* **What the task requires**: How many lines in the rows below contain the string "bush"? Tally them and reply with the number alone.

#####

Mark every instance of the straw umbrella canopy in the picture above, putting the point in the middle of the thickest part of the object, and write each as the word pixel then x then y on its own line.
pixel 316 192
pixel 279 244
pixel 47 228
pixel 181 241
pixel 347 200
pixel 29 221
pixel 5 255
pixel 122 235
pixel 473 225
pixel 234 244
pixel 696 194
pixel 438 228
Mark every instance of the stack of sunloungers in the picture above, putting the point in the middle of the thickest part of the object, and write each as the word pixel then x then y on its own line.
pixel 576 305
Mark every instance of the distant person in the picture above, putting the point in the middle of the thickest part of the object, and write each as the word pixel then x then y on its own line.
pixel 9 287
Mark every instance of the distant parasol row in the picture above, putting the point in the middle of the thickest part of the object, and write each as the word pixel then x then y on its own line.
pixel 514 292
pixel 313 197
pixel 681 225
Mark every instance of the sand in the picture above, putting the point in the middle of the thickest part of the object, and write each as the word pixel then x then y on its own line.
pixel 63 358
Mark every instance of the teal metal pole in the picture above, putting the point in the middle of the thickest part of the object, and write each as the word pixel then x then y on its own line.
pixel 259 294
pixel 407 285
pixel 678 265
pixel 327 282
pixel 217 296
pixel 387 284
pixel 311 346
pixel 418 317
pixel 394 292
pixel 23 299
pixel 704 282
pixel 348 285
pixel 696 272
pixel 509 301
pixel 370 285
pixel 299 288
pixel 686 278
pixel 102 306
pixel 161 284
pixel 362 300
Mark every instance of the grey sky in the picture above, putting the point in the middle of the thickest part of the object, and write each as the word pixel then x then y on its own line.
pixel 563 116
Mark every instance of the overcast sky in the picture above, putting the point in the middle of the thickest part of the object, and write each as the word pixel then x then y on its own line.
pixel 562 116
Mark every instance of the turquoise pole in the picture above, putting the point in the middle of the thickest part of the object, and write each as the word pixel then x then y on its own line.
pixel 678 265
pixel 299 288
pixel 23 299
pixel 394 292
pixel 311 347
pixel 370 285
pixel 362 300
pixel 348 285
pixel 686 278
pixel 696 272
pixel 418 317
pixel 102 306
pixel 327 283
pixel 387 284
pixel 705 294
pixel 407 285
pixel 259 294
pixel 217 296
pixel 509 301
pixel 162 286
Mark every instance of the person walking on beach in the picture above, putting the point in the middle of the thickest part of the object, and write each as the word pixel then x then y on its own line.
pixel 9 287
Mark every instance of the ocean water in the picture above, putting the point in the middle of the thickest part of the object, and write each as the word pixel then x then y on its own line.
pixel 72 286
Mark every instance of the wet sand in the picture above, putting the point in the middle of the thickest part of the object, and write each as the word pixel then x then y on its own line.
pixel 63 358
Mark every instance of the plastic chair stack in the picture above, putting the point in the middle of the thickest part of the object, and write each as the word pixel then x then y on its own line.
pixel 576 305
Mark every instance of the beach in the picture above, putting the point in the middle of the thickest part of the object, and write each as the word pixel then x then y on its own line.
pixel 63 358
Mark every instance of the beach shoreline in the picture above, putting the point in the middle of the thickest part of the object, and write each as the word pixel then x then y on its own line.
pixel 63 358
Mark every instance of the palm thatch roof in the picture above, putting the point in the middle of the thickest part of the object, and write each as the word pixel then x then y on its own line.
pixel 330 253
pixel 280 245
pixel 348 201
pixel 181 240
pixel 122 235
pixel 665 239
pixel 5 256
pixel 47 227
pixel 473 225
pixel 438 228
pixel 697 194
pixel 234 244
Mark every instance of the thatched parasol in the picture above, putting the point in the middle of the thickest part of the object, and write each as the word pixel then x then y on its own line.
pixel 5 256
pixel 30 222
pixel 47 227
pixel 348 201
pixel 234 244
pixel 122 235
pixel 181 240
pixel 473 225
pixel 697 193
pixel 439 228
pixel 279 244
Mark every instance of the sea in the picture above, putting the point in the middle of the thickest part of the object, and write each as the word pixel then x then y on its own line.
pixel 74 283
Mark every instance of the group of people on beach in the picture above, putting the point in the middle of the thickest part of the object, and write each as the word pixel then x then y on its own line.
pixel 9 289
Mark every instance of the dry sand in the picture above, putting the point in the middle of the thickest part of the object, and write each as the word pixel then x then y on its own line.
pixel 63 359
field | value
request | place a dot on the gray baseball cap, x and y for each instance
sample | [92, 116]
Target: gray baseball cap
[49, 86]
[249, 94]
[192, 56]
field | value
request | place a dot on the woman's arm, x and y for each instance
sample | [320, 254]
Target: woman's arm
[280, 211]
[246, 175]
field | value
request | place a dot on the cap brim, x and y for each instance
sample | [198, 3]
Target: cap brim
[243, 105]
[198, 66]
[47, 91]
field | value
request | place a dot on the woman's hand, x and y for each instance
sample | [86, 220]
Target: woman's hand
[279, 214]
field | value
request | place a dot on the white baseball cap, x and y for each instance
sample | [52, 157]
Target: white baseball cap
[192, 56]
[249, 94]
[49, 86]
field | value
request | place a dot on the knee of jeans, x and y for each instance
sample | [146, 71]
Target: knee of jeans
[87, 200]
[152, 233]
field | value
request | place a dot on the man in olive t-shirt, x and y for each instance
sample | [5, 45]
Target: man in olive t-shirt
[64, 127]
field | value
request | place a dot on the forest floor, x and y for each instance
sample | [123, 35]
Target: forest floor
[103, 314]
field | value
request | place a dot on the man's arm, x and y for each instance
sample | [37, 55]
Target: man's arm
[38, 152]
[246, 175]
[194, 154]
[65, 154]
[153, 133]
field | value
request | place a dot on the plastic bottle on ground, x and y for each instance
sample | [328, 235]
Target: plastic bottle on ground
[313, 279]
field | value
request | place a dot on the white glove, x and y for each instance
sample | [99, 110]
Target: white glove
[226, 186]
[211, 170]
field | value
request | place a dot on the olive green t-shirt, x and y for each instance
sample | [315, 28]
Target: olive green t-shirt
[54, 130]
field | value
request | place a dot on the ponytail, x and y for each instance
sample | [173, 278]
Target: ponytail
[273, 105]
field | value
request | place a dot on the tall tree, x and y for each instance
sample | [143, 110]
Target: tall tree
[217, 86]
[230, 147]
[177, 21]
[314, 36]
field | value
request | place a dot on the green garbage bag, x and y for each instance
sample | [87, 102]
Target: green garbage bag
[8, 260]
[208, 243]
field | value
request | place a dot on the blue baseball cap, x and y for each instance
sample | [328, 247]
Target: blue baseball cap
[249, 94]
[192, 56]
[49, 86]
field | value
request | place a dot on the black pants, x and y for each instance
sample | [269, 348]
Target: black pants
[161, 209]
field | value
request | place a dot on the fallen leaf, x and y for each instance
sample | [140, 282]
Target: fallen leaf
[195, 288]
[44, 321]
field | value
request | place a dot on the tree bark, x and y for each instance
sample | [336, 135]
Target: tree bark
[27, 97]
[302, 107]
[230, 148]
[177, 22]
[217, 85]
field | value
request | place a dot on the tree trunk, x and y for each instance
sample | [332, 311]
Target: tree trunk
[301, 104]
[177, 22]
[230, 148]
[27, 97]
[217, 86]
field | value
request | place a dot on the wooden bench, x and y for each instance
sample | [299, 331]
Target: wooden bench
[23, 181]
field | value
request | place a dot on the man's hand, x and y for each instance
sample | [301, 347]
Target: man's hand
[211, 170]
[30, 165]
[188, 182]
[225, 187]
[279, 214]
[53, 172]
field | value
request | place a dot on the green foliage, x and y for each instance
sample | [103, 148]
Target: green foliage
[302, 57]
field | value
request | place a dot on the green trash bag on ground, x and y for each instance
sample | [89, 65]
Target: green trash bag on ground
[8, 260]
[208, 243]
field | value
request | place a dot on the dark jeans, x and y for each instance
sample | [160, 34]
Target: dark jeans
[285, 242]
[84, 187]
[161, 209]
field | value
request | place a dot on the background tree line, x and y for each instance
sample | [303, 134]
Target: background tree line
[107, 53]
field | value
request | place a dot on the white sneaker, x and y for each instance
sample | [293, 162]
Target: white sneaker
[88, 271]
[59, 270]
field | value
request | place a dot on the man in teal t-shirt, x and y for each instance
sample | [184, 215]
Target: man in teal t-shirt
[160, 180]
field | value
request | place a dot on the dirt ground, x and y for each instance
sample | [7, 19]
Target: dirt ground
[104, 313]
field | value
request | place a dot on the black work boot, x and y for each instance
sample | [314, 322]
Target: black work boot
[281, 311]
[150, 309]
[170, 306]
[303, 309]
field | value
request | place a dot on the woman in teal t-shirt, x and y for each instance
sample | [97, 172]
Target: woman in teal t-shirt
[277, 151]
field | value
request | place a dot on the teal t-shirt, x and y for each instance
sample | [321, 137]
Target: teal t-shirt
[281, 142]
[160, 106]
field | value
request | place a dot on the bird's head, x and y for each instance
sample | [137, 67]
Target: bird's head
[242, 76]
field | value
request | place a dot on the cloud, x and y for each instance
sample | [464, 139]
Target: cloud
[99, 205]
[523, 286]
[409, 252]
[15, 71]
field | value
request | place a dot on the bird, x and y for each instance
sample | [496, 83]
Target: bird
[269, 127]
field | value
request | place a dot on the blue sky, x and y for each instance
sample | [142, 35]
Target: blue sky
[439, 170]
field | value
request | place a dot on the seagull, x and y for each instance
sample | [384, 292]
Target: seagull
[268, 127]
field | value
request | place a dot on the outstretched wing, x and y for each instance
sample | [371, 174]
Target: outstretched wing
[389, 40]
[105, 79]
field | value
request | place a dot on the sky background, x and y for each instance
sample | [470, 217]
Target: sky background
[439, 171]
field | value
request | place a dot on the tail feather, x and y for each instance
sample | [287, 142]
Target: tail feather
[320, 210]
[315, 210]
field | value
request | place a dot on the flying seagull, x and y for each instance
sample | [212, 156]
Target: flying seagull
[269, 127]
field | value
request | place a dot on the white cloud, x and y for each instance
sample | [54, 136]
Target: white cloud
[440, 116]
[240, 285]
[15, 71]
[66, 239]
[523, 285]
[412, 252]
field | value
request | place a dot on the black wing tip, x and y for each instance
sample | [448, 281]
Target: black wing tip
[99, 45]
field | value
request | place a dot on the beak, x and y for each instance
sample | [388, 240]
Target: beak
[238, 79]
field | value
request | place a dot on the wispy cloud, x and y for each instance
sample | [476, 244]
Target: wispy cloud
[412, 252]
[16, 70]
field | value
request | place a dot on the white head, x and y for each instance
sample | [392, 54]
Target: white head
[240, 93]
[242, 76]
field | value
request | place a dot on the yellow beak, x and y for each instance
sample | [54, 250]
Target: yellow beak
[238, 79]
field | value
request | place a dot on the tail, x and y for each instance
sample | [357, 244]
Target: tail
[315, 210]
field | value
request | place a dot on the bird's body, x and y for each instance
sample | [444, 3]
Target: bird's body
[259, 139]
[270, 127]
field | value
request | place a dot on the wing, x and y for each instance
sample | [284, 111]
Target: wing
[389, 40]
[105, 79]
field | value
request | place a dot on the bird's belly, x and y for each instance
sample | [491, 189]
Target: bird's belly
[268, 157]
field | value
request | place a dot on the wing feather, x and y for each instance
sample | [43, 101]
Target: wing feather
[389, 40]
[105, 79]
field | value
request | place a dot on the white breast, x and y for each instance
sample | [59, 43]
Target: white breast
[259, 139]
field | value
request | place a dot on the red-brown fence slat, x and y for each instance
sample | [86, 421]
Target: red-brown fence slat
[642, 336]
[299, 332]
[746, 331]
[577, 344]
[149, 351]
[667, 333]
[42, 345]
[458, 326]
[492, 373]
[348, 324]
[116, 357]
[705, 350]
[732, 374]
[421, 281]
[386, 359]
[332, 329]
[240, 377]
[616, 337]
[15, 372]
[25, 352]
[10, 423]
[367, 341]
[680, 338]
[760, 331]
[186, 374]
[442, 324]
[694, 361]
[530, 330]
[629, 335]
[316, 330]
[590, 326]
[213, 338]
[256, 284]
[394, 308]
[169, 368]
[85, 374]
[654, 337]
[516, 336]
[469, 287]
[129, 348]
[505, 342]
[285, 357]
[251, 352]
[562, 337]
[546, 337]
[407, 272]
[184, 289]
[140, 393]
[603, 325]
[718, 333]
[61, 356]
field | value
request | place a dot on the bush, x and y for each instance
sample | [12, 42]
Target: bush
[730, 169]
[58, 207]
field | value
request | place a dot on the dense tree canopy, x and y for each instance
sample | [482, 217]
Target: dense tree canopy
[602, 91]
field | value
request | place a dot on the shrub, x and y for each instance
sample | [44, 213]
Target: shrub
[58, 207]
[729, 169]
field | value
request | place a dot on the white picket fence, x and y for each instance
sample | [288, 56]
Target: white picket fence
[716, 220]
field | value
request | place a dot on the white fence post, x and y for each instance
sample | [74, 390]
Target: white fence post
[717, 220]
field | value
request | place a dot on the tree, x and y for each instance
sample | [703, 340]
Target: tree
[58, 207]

#####

* **Answer in full**: 2